*** Opening Supplied information ***

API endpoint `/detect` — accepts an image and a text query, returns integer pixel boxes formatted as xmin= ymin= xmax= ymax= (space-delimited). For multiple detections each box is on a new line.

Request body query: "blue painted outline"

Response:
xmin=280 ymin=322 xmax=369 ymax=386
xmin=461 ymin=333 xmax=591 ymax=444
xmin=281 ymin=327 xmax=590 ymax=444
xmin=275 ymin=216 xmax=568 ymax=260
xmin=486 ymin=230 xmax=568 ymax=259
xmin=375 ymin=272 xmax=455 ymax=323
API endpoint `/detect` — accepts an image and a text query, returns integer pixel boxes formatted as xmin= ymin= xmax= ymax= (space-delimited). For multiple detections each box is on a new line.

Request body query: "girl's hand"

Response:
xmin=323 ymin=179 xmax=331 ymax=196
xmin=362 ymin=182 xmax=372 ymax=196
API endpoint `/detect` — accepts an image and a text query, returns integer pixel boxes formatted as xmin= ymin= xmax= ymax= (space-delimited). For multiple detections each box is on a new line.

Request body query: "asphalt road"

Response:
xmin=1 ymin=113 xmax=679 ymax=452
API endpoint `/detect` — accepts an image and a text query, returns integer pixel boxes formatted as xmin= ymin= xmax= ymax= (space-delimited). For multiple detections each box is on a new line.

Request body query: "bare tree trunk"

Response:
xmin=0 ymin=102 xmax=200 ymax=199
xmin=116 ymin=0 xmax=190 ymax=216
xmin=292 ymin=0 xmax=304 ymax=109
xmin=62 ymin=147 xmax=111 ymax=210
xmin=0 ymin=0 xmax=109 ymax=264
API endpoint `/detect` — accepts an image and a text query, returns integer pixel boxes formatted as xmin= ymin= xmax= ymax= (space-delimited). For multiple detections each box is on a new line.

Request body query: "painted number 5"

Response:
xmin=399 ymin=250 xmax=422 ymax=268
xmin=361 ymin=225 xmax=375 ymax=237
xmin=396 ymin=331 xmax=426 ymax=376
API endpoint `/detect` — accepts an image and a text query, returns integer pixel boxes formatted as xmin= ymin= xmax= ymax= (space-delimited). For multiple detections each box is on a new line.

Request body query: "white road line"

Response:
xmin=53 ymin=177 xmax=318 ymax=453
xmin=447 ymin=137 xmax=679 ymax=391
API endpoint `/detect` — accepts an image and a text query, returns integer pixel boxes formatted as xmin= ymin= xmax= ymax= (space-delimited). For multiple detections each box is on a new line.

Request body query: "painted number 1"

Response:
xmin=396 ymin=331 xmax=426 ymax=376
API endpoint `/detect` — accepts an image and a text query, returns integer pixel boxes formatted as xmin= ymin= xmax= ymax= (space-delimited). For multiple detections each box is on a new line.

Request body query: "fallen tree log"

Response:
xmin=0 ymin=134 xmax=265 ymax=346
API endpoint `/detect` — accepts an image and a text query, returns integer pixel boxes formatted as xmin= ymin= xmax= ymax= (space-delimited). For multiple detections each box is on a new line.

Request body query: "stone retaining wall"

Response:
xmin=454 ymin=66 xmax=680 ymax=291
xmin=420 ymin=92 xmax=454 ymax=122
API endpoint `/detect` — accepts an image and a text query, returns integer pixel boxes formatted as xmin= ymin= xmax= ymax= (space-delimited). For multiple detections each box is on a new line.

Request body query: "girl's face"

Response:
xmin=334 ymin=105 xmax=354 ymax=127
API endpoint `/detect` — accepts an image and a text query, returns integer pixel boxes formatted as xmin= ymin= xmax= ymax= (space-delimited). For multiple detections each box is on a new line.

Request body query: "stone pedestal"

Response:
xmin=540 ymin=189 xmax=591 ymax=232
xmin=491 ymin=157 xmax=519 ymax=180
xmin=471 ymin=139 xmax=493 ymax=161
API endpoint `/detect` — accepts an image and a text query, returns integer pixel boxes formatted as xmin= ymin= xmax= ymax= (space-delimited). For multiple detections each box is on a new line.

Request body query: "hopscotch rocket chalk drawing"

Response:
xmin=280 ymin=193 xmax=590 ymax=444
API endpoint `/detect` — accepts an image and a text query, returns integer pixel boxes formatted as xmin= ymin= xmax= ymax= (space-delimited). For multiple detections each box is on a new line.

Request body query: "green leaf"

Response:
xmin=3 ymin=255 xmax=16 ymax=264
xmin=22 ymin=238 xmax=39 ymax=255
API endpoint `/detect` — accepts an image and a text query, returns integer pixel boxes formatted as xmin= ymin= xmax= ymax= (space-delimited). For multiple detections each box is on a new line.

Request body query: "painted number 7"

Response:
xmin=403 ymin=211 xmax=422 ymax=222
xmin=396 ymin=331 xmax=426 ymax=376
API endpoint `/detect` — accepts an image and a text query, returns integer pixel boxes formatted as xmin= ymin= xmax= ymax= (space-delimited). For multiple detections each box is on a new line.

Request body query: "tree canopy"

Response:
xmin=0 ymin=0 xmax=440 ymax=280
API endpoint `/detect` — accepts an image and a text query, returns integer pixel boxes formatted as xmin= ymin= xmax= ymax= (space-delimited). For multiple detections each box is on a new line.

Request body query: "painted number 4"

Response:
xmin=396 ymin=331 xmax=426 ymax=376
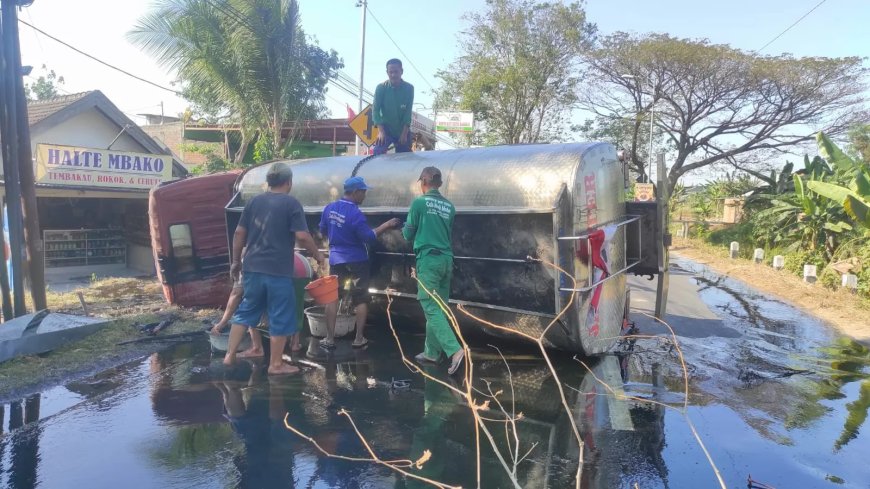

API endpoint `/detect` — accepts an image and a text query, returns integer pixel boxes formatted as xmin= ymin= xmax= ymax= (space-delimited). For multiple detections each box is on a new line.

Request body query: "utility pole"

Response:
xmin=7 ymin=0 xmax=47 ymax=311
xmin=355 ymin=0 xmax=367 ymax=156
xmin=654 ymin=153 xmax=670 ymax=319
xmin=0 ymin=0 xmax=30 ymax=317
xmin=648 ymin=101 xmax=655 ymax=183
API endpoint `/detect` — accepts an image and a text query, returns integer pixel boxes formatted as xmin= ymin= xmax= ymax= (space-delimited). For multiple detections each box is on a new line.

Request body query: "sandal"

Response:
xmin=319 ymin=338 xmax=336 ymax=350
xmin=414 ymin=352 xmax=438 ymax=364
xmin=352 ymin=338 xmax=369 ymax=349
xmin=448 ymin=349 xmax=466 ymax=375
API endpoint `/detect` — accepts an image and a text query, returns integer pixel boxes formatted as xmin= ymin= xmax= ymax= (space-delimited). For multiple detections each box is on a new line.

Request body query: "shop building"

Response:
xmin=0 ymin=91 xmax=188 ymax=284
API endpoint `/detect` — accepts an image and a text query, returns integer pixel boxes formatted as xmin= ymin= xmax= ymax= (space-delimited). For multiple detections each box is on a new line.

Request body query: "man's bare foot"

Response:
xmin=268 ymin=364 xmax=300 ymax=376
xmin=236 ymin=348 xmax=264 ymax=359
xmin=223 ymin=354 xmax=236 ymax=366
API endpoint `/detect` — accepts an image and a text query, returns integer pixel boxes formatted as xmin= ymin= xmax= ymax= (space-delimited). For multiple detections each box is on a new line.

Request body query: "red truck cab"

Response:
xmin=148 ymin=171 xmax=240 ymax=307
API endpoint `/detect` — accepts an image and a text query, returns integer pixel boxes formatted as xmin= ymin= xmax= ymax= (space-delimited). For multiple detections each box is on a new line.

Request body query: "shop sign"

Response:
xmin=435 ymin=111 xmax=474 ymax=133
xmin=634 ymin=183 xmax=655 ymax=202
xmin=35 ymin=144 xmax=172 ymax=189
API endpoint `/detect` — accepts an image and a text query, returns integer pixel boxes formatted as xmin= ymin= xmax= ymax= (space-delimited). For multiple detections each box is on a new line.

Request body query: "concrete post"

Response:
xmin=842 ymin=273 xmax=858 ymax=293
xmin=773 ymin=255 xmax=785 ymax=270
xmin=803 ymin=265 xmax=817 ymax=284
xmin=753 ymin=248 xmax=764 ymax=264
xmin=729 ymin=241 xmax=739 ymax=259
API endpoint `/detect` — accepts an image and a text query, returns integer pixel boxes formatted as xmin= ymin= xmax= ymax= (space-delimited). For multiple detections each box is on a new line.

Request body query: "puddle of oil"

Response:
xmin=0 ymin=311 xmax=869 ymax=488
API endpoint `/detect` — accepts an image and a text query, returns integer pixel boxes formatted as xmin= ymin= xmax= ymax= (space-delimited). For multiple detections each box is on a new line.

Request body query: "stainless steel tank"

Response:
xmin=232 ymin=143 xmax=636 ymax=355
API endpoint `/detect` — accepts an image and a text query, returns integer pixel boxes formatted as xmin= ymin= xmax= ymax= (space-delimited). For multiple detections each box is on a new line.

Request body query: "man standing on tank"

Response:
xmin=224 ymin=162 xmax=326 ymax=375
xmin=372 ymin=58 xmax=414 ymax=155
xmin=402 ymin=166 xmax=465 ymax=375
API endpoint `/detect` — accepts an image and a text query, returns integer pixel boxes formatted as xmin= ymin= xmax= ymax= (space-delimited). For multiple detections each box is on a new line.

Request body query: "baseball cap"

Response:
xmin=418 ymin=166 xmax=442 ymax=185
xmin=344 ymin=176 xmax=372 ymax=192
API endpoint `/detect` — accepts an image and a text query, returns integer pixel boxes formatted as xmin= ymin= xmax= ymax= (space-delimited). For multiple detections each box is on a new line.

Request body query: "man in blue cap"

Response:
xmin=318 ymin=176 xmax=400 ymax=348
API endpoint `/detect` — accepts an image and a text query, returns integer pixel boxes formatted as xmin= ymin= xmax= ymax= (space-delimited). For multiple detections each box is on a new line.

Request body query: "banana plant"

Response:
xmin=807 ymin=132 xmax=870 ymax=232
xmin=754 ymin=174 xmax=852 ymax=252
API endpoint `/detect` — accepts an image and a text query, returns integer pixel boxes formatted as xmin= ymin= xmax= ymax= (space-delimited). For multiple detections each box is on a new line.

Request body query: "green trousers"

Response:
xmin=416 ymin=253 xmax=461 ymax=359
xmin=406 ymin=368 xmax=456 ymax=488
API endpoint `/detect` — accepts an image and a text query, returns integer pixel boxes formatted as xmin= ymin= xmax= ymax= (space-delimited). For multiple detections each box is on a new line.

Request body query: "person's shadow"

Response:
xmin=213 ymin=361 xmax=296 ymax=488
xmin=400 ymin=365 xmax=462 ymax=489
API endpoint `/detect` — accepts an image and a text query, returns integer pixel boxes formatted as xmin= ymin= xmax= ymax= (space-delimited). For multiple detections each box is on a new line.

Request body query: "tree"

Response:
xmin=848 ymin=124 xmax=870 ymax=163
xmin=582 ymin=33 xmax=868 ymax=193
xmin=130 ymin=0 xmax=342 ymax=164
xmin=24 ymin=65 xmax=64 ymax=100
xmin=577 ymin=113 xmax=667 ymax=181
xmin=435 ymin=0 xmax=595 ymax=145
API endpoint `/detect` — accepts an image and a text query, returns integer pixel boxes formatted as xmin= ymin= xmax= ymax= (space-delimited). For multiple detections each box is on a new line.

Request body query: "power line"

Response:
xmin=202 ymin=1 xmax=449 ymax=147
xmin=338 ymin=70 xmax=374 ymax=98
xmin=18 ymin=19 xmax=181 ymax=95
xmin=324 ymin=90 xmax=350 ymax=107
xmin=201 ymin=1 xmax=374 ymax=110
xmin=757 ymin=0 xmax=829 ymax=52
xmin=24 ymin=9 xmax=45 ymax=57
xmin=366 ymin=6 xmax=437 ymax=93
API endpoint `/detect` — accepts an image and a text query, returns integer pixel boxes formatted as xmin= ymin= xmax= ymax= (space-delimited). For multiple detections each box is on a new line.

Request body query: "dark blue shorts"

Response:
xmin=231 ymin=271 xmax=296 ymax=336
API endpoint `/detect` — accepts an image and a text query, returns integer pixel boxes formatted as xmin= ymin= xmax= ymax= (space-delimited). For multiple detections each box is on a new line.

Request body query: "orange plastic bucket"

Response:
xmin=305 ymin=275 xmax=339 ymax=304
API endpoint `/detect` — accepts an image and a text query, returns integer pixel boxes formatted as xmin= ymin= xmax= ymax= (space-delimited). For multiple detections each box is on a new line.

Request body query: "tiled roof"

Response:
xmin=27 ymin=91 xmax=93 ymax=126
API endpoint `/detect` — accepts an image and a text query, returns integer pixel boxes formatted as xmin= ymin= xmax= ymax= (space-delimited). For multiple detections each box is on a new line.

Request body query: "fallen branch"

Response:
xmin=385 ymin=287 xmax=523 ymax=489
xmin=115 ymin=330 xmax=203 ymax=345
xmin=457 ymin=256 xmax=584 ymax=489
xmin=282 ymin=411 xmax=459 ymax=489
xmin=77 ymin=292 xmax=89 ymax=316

*** Closing Supplied information ***

**Task to complete**
Only lines containing the word "road" matter here: count them in the entries and give the number, nothing else.

**Result of this exercise**
2